# EXTRAIT CHOISI:
______

(Ottawa) L’environnement politique actuel, caractérisé par un fort stress, une implication élevée et des horaires de travail impitoyables, sera éventuellement fatal pour un élu, préviennent des députés.

Le leader parlementaire adjoint des libéraux, Kevin Lamoureux, se dit particulièrement préoccupé par les longs votes nocturnes, un des rares moyens que disposent les partis de l’opposition pour s’immiscer dans la capacité d’un gouvernement majoritaire à faire adopter un projet de loi.

Au cours de la dernière législature, les députés ont dû composer avec trois marathons de ce genre.

« Ce n’est qu’une question de temps avant que quelqu’un en meurt, soutient M. Lamoureux. C’est fou et complètement irresponsable. »

M. Lamoureux a été un député pendant 25 des 29 dernières années, principalement à l’Assemblée législative du Manitoba. À l’exception des quatre dernières années, il a toujours siégé aux banquettes de l’opposition. Il dit bien connaître la frustration des partis d’opposition qui tentent d’empêcher un gouvernement majoritaire à faire adopter des projets de loi controversés, mais il rappelle qu’aucun autre lieu de travail ne tolérerait que l’on oblige les gens à rester éveillés aussi longtemps.

______

# DONNÉES FOURNIES:
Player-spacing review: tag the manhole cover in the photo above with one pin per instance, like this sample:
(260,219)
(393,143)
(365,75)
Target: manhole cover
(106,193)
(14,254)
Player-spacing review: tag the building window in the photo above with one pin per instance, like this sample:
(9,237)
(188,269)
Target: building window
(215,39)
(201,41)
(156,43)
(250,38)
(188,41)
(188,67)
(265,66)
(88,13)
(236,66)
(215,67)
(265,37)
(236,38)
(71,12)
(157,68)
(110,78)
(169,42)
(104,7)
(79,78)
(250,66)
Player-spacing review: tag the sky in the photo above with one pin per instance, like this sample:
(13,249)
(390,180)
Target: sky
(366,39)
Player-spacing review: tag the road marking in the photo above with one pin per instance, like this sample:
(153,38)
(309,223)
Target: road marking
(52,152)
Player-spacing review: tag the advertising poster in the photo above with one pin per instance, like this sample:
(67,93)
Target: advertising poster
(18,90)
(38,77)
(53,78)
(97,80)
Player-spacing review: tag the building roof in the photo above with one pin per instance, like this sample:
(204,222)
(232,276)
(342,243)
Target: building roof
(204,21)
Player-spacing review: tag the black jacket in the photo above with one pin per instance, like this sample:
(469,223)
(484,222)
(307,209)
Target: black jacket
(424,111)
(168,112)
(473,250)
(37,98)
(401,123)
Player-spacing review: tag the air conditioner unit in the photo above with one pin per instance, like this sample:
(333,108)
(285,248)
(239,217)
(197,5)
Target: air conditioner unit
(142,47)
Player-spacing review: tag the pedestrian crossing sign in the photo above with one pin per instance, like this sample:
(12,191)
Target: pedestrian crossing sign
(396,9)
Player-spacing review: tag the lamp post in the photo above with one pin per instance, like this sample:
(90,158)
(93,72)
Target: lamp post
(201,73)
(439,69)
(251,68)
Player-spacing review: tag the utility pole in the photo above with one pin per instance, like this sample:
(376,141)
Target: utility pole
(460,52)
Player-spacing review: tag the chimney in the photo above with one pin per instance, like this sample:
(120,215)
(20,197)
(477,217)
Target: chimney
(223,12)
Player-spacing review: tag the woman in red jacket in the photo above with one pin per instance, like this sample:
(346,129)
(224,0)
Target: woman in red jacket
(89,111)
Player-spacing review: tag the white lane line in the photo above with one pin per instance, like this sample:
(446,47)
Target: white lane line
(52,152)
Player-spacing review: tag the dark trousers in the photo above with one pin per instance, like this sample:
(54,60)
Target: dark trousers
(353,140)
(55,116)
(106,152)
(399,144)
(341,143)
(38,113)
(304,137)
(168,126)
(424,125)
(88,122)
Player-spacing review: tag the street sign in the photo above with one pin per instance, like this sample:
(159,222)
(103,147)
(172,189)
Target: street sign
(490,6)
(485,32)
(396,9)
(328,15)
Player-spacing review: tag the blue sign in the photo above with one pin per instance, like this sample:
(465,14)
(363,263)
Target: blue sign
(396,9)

______

# TRAVAIL DEMANDÉ:
**A.** D'après l'extrait sur les horaires des députés, combien de marathons de votes nocturnes les députés ont-ils dû affronter au cours de la dernière législature ?
**B.** Poursuivez l'extrait sur les horaires de travail des députés à partir de sa dernière phrase.
Les items n'interviennent d'aucune façon dans ce travail.

# RÉSULTATS PAR CONSIGNE:
**A.** Ils ont dû composer avec trois marathons de ce genre.

**B.**
M. Lamoureux dit connaître au moins un député dont l’état de santé l’a empêché de participer aux séances de vote nocturnes. D’autres ont eu recours à des couches pour les aider à traverser ces séances.

Le député Tony Clement, qui a été expulsé du caucus conservateur après s’être fait prendre à envoyer des textos et des photos explicites de lui, l’automne dernier, affirme que personne ne sait mieux que lui en quoi les pressions de la vie politique peuvent contribuer à prendre de mauvaises décisions personnelles.

« Je sais que personne ne va sortir les mouchoirs pour les politiciens, reconnaît M. Clement. Mais un jour, il y en a un qui va se suicider. Les gens meurent avant leur temps. D’autres vont commettre des erreurs horribles et je peux évidemment en parler en toute connaissance de cause. »

Pour lui, c’est beaucoup plus qu’un vote au jour le jour. Il s’agit du « harcèlement et du jugement en ligne quasi constants », des heures de travail ininterrompues, des déplacements constants, des décisions très stressantes et de l’anxiété suscitée par la connaissance de la fragilité de votre travail.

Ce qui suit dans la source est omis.